[Stored dataset items]
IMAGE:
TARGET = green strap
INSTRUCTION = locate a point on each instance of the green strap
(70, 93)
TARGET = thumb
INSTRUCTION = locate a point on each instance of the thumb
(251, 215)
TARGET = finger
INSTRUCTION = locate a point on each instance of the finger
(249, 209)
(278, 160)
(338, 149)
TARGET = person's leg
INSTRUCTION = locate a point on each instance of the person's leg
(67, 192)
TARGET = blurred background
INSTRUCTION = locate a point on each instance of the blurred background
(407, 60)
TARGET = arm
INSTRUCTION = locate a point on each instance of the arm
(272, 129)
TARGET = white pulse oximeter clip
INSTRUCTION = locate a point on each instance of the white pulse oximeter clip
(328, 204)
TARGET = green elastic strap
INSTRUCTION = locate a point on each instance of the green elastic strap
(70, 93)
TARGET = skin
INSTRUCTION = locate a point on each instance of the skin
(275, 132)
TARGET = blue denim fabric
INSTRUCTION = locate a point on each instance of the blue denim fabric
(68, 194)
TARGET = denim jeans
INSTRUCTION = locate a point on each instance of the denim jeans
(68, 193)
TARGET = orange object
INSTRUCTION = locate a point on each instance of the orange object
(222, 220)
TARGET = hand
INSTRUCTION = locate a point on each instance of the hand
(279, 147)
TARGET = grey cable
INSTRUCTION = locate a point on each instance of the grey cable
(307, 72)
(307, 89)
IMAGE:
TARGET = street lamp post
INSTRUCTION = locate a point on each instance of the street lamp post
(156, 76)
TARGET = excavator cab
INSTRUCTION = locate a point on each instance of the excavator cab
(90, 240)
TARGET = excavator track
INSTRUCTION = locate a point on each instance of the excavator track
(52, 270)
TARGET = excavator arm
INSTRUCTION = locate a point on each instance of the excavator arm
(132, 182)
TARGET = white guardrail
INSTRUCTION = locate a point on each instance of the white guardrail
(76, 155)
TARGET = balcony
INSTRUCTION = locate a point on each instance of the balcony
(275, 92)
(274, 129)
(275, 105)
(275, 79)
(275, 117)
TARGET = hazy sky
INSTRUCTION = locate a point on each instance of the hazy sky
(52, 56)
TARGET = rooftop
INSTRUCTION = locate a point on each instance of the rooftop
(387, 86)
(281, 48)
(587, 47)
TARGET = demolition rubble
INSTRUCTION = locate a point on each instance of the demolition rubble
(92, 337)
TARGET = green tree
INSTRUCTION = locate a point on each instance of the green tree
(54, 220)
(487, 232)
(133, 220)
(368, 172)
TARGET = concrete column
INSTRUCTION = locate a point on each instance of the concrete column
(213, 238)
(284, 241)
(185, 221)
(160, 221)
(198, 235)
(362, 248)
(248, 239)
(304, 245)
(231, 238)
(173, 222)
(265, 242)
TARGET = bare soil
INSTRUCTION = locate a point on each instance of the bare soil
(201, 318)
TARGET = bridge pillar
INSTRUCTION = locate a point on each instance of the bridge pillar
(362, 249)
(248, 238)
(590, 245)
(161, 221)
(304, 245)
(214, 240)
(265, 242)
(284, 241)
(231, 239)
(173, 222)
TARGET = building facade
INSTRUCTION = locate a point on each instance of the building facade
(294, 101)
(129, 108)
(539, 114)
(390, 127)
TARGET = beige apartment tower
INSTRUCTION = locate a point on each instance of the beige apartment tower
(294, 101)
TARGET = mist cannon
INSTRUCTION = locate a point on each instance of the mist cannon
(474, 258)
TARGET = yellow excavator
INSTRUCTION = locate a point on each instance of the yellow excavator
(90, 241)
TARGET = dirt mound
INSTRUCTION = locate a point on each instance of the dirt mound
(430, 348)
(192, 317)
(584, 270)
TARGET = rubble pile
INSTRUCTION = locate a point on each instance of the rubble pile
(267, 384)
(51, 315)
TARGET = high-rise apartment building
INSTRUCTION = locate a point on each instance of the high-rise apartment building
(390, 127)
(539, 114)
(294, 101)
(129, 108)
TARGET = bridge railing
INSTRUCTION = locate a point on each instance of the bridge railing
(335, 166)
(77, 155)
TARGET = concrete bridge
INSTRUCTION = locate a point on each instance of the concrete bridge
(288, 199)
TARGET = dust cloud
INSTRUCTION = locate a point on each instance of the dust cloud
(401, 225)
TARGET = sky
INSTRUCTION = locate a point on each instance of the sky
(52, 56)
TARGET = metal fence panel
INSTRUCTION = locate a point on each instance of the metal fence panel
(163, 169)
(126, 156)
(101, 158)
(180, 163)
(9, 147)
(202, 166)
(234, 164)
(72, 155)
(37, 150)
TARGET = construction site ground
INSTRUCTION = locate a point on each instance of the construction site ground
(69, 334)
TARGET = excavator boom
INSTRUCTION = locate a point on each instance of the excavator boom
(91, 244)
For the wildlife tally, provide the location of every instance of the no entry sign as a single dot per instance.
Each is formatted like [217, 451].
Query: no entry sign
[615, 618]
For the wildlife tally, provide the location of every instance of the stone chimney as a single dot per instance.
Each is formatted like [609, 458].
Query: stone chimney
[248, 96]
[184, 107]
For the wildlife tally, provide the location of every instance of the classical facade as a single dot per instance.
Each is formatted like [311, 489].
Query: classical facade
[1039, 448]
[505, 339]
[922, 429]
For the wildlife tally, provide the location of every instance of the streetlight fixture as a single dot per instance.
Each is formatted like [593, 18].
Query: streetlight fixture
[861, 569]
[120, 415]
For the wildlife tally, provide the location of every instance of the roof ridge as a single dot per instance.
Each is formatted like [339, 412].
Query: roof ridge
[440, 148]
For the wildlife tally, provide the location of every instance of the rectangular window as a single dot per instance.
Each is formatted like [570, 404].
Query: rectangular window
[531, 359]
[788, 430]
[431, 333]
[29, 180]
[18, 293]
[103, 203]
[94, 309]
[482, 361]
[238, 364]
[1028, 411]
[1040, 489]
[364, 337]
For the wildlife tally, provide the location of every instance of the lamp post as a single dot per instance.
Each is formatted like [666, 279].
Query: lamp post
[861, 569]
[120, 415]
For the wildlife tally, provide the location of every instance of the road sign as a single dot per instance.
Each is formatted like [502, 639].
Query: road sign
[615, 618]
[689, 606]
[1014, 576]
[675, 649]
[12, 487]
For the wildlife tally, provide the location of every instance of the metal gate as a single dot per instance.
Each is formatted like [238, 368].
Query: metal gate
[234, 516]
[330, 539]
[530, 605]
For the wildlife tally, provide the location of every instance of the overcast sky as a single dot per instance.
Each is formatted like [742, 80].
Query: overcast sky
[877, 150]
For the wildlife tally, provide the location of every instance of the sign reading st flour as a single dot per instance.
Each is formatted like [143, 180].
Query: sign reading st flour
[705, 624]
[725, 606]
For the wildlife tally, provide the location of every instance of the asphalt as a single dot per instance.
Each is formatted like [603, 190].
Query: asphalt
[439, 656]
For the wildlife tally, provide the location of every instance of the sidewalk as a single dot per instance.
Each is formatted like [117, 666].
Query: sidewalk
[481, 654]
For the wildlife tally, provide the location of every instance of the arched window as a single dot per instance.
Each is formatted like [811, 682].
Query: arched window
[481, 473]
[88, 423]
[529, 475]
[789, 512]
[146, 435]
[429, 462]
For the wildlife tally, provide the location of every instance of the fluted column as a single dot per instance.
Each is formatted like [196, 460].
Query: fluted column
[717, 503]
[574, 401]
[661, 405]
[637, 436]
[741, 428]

■ TASK ■
Print, without alteration, only the lines above between the one holding "the construction site ground" and the one holding "Each is formatted like [238, 368].", inclusive.

■ WRITTEN RESPONSE ■
INSTRUCTION = locate a point on each instance of the construction site ground
(69, 334)
TARGET = excavator boom
INSTRUCTION = locate a point on each instance of the excavator boom
(91, 244)
For the wildlife tally, provide the location of every instance of the no entry sign as a single dot per instance.
Each is formatted like [217, 451].
Query: no entry sign
[615, 618]
For the wildlife tally, provide the location of every instance of the stone chimney as a single dot per instance.
Each is formatted like [609, 458].
Query: stone chimney
[248, 96]
[184, 107]
For the wildlife tally, provide the location of every instance of the classical facade as a single dot per instance.
Each is formatted like [311, 489].
Query: classical facade
[1039, 448]
[505, 339]
[922, 429]
For the wildlife tally, provide the location of every instance of the streetlight fixture as a single dot per instance.
Each is formatted like [593, 18].
Query: streetlight fixture
[861, 569]
[120, 415]
For the wildlife tally, provide the location of every instance of the roof ridge as a single dot per instance.
Each is formatted like [339, 412].
Query: roof ridge
[440, 148]
For the wildlife tally, provide the location of every instance of the rectangular window as a single dot per instance.
Each is formatted like [570, 404].
Query: rectangular window
[531, 359]
[788, 430]
[431, 333]
[29, 180]
[18, 293]
[103, 203]
[94, 309]
[482, 361]
[238, 364]
[1028, 411]
[1040, 489]
[364, 337]
For the wildlife tally, provide the location of every instance of the lamp post as a single dot per instance.
Each is formatted like [666, 279].
Query: lamp post
[861, 569]
[120, 415]
For the wildlife tally, provide the location of every instance of the road sign as a single dot per instance.
Each is formatted like [502, 639].
Query: road sign
[615, 618]
[689, 606]
[1014, 576]
[675, 649]
[12, 487]
For the wildlife tally, provide the location of every instance of the metal gate as a single dot per instance.
Each is formatted like [238, 368].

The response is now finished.